» Task item
All pictures should be dropped, and only the lines from the top of the entries below through the line containing "shape point(116, 289)" repeated exactly, both ends included.

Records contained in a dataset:
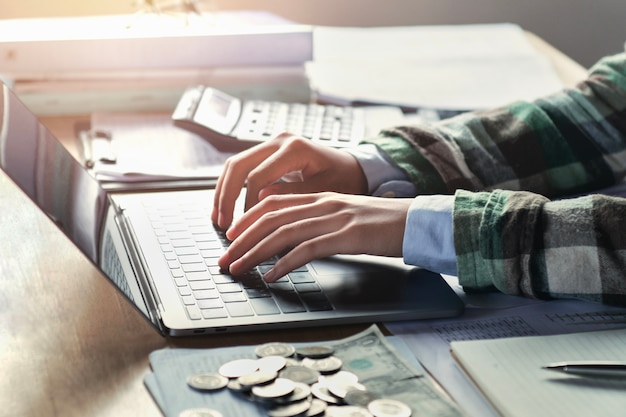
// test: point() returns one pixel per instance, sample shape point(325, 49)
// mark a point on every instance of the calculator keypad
point(336, 126)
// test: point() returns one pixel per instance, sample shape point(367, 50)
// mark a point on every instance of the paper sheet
point(147, 146)
point(461, 67)
point(509, 371)
point(492, 316)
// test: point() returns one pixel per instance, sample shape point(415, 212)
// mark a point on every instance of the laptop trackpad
point(373, 282)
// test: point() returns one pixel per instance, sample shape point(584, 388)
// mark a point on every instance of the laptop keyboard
point(192, 246)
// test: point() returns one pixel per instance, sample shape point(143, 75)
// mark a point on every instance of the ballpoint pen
point(613, 369)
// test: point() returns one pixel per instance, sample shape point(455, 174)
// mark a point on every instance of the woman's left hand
point(304, 227)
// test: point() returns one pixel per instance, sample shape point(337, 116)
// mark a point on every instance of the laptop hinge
point(138, 263)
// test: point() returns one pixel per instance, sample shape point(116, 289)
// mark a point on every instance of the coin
point(315, 352)
point(238, 367)
point(327, 365)
point(272, 363)
point(256, 378)
point(317, 408)
point(301, 392)
point(321, 392)
point(300, 374)
point(289, 410)
point(385, 407)
point(200, 412)
point(341, 377)
point(275, 349)
point(341, 390)
point(281, 387)
point(360, 398)
point(347, 411)
point(207, 381)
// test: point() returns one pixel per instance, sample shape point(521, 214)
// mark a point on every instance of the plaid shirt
point(510, 169)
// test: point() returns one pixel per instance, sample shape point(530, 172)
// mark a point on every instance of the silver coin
point(341, 390)
point(347, 411)
point(272, 363)
point(317, 408)
point(315, 351)
point(341, 377)
point(207, 381)
point(360, 398)
point(256, 378)
point(385, 407)
point(327, 365)
point(321, 392)
point(200, 412)
point(289, 410)
point(281, 387)
point(301, 392)
point(300, 374)
point(275, 349)
point(238, 367)
point(234, 385)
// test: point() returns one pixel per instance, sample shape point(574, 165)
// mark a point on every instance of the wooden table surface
point(70, 345)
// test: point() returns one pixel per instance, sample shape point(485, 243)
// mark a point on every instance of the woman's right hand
point(287, 164)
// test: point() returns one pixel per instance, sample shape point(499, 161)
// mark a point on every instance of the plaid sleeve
point(506, 165)
point(524, 244)
point(567, 143)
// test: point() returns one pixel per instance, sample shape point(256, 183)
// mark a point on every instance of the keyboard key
point(229, 288)
point(307, 287)
point(190, 259)
point(289, 302)
point(234, 297)
point(198, 276)
point(193, 312)
point(301, 277)
point(205, 284)
point(264, 306)
point(204, 294)
point(197, 267)
point(215, 313)
point(239, 309)
point(212, 303)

» Solution for this task
// test: point() returns one pixel per instance, sample shape point(325, 49)
// mark a point on every instance of the calculator keypad
point(336, 126)
// test: point() returns one pixel per instance, sample shape point(367, 50)
// mark a point on every instance of the paper sheet
point(147, 146)
point(461, 67)
point(509, 371)
point(492, 316)
// test: point() returns one pixel per instance, sample shape point(415, 212)
// mark a point on every instance of the laptop trackpad
point(373, 282)
// test: point() returns one pixel per instance, sample shape point(584, 388)
// mark a point on every instance of the laptop keyboard
point(192, 246)
// test: point() returns one pixel per instance, sample shape point(143, 75)
// mark a point on every instance of the ballpoint pen
point(613, 369)
// test: point() returns one pixel per instance, sample shape point(455, 174)
// mark a point on every instance of the woman's left hand
point(304, 227)
// test: point() returns one pixel per instance, sample shape point(337, 116)
// mark a point on every instance of the laptop hinge
point(138, 263)
// test: point() returns one pixel per instance, sample shape point(116, 289)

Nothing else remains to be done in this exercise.